The entries underneath need to be duplicated exactly, with none omitted.

= = = = = = =

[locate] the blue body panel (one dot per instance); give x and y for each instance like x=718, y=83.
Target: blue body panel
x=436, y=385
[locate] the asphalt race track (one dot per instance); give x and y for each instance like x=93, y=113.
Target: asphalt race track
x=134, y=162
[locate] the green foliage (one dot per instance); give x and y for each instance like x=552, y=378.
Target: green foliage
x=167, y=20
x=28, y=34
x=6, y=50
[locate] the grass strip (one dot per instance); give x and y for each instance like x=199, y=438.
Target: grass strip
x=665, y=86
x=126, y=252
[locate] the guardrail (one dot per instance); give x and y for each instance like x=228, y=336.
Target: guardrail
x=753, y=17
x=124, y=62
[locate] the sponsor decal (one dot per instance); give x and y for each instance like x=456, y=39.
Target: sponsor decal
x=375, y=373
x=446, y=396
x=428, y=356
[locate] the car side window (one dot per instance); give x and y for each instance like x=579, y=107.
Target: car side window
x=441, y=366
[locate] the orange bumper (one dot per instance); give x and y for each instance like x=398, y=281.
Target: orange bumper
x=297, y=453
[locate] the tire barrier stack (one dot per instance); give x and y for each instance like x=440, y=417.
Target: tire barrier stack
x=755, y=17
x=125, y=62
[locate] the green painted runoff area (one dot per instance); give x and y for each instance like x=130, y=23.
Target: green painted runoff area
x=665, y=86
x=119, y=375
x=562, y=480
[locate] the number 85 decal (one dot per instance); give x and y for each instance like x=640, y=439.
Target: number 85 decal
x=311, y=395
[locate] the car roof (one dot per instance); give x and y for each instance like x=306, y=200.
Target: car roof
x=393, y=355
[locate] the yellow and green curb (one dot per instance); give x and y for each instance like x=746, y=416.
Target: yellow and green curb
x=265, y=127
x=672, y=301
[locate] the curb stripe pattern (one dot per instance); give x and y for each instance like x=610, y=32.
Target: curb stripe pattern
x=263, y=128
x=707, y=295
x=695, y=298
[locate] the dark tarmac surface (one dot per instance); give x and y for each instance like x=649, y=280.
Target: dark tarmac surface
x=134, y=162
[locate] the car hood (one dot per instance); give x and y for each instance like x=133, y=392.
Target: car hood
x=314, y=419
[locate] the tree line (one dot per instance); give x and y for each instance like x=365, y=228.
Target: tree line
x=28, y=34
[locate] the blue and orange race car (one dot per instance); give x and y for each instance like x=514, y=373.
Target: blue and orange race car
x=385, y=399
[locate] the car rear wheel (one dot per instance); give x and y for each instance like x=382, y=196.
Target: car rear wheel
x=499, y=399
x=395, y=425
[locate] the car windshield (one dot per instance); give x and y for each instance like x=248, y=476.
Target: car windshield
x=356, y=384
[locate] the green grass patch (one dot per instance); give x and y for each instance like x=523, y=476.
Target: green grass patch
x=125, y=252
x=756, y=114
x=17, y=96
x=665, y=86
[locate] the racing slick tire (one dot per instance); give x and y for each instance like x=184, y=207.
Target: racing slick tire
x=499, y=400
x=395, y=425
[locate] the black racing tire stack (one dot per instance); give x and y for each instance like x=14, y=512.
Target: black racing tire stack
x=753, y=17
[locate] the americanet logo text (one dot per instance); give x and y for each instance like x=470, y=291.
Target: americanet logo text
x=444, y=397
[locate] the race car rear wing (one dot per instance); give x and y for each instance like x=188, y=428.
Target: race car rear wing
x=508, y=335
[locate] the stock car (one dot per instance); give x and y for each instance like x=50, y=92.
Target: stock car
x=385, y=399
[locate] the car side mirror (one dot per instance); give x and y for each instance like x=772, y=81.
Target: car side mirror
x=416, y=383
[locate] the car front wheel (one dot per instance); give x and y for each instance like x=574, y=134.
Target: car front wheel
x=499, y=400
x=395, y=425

= = = = = = =

Written solution =>
[locate] the blue body panel (one dot per instance); give x and y for each instance like x=718, y=83.
Target: blue body panel
x=436, y=385
[locate] the asphalt race track (one dot per instance); give x and y for each instance like x=93, y=113.
Target: asphalt race track
x=134, y=162
[locate] the green foliage (one dot per instance); give x and y for each instance like x=552, y=378.
Target: green foliage
x=167, y=20
x=28, y=34
x=6, y=50
[locate] the grass strip (one dot per instance); give x and y for each instance like x=199, y=438.
Target: grass strip
x=665, y=86
x=126, y=252
[locate] the guardrail (one dot per instance); give x and y for each instance like x=228, y=336.
Target: guardrail
x=753, y=17
x=124, y=62
[locate] the sponsor decal (one dot per instance); give x and y for each instance like x=456, y=39.
Target: sponsor decal
x=375, y=373
x=446, y=396
x=428, y=356
[locate] the car side window (one dot per instance); give x and y for each instance like x=579, y=107.
Target: car side window
x=441, y=366
[locate] the orange bumper (one dot per instance); give x and y for each instance like x=398, y=281.
Target: orange bumper
x=297, y=453
[locate] the tire barrier stack (one dot per instance); give x and y for each instance like x=440, y=417.
Target: tire barrier stack
x=755, y=17
x=125, y=62
[locate] the green painted runoff area (one dot per instance); give x and y for each instance like x=130, y=23.
Target: green painted runoff area
x=665, y=86
x=119, y=375
x=562, y=480
[locate] the number 85 decal (one dot per instance); give x and y for each instance like x=640, y=439.
Target: number 85 decal
x=311, y=395
[locate] the car roof (one dot per instance); give x and y for each instance like x=306, y=200.
Target: car roof
x=393, y=355
[locate] the yellow and green curb (one dot per instance); give x and y for each instance like x=746, y=416.
Target: yellow and green curb
x=265, y=127
x=672, y=301
[locate] the curb stripe pattern (one dot per instance); give x and y for each instance like x=610, y=32.
Target: curb stripe pattern
x=263, y=128
x=707, y=295
x=695, y=298
[locate] the dark tarmac surface (one dot per instance); give x and y for each instance like x=649, y=280.
Target: dark tarmac surface
x=134, y=162
[locate] the car hood (one dot per instance); give x and y for each instance like x=133, y=392.
Target: car hood
x=314, y=419
[locate] the tree line (one dot per instance); give x and y for each instance like x=365, y=228.
Target: tree line
x=28, y=34
[locate] the blue and orange race car (one dot per instance); give x and y for each instance like x=514, y=373.
Target: blue and orange race car
x=385, y=399
[locate] the car rear wheel (one dot per instance); give x and y for each instance like x=382, y=196.
Target: car rear wheel
x=499, y=399
x=395, y=425
[locate] the car windshield (one dot per instance); give x and y for each instance like x=248, y=476.
Target: car windshield
x=356, y=384
[locate] the green grass patch (one dot per instance); give x and y for each instance like x=523, y=476.
Target: green grass patch
x=125, y=252
x=756, y=114
x=17, y=96
x=665, y=86
[locate] the racing slick tire (one dot per instance); give x and y for each instance like x=184, y=207.
Target: racing slick tire
x=499, y=400
x=395, y=425
[locate] the black racing tire stack (one dot per instance); give x and y for each instance like x=14, y=512.
Target: black racing tire stack
x=753, y=17
[locate] the americanet logo text (one dot per instance); give x and y for each instance like x=470, y=291.
Target: americanet logo text
x=444, y=397
[locate] the race car rear wing (one dot per instance); give x and y for each instance like x=188, y=428.
Target: race car rear wing
x=508, y=335
[locate] the stock car (one dot per instance); give x and y for each instance like x=50, y=92.
Target: stock car
x=385, y=399
[locate] the car side mirror (one dot per instance); give x and y for each instance like x=772, y=81.
Target: car side mirror
x=416, y=383
[locate] the car front wheel (one dot per instance); give x and y for each instance like x=574, y=134.
Target: car front wheel
x=499, y=400
x=395, y=425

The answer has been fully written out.